## The input
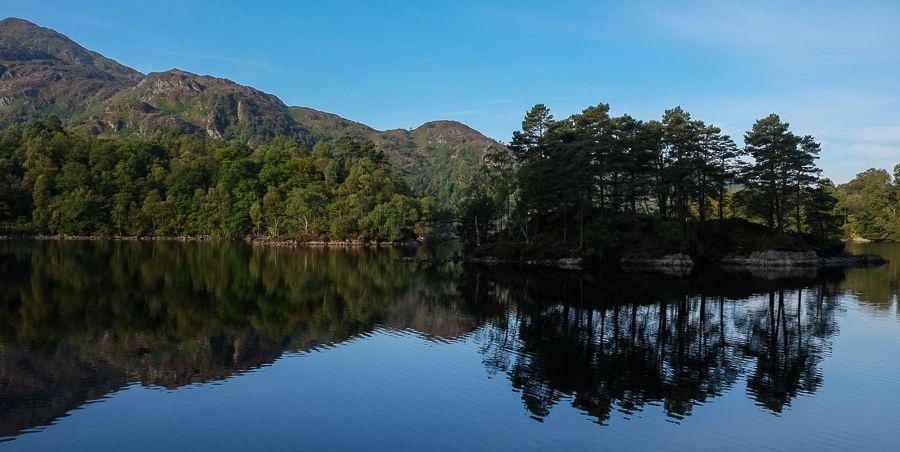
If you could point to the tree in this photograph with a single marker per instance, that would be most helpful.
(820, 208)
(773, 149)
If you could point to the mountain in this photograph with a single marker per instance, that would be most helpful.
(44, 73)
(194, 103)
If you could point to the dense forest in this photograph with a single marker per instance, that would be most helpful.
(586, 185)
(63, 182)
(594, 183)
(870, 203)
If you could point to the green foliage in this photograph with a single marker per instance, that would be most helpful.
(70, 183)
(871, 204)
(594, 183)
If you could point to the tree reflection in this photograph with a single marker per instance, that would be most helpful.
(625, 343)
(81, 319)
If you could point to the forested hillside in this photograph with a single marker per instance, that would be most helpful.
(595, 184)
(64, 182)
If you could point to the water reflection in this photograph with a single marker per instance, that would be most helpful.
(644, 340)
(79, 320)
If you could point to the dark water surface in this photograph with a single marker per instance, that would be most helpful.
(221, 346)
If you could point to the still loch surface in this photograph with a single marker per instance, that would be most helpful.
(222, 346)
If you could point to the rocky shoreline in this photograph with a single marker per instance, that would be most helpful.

---

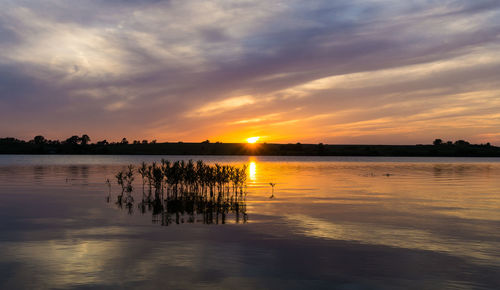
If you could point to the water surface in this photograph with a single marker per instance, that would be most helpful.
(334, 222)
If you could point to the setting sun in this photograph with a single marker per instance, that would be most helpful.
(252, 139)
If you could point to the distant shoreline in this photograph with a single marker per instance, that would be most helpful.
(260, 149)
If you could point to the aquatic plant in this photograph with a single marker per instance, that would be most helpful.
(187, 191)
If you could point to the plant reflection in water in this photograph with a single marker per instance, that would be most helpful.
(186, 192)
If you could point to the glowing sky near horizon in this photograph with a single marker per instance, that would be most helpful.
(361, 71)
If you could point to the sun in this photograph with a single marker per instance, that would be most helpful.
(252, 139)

==

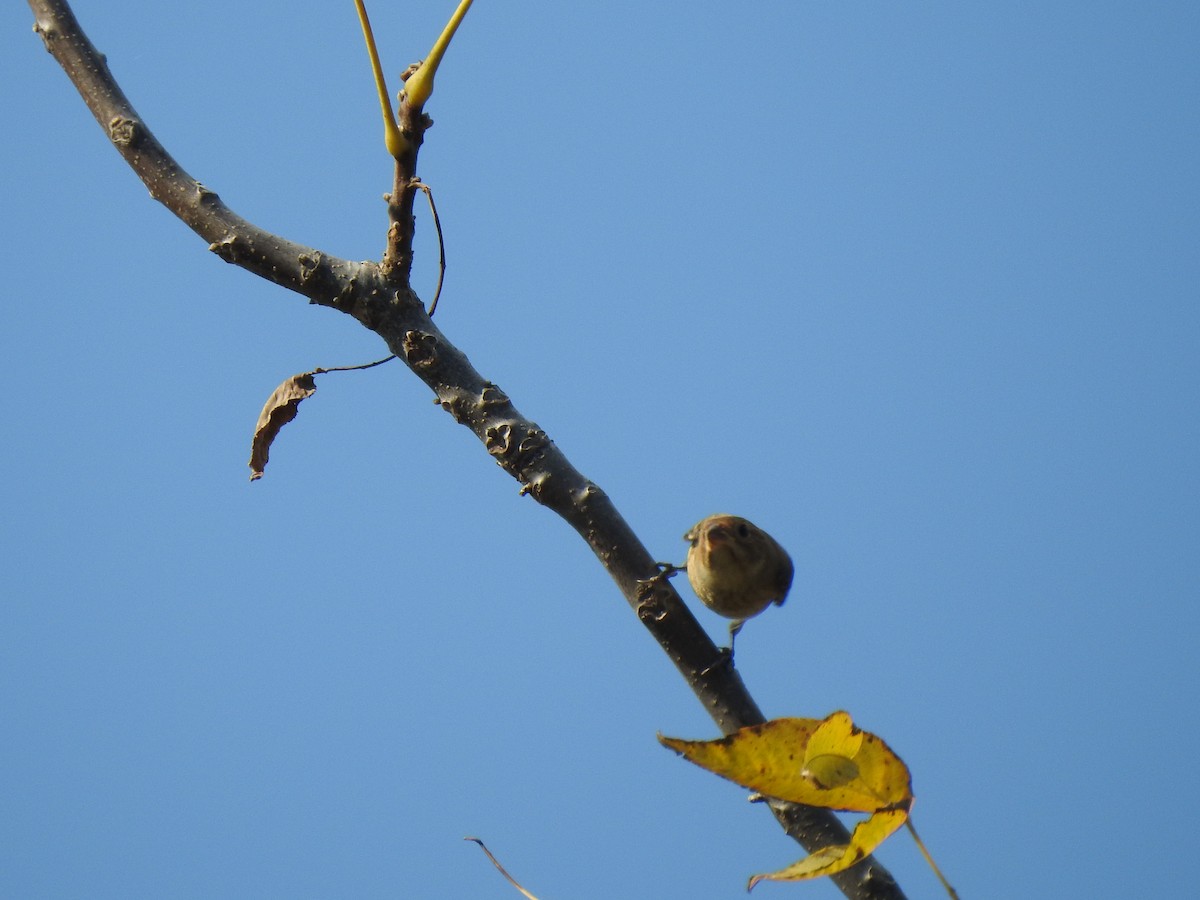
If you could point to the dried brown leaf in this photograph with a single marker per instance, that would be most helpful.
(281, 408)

## Work task
Return, word for word, the lines of the data above from the line with "If you could point to the tree in" through the line with "If you could point to the rocky", inclusive.

## Result of the exercise
If you could point to the tree in this photograph with a single marker per instance, that would be most helpful.
(820, 208)
(773, 149)
If you could point to the mountain in this photograph with a single marker per instance, that would be most helpful.
(44, 73)
(194, 103)
If you could point to the dense forest in this photograph with a single marker per instance, that would be most helpful.
(586, 185)
(63, 182)
(594, 183)
(870, 203)
If you could point to the green foliage in this photograph with a single marker per instance, that would be most helpful.
(70, 183)
(871, 204)
(594, 183)
If you could point to the tree reflection in this photograph with a single marker per instance, that would be most helpful.
(625, 343)
(81, 319)
If you could point to the forested hillside in this photograph with a single marker per instance, that would be most helpful.
(595, 184)
(64, 182)
If you could point to the water reflection in this photograph with a single marker per instance, that would be most helpful.
(644, 340)
(79, 320)
If you could point to the dark water surface in this photograph with a single marker per instance, that would be most helpful.
(221, 346)
If you could point to the still loch surface in this photograph with a single marker per instance, that would be most helpful.
(222, 346)
If you could point to the rocky shoreline in this photograph with a single marker per instance, that would be most helpful.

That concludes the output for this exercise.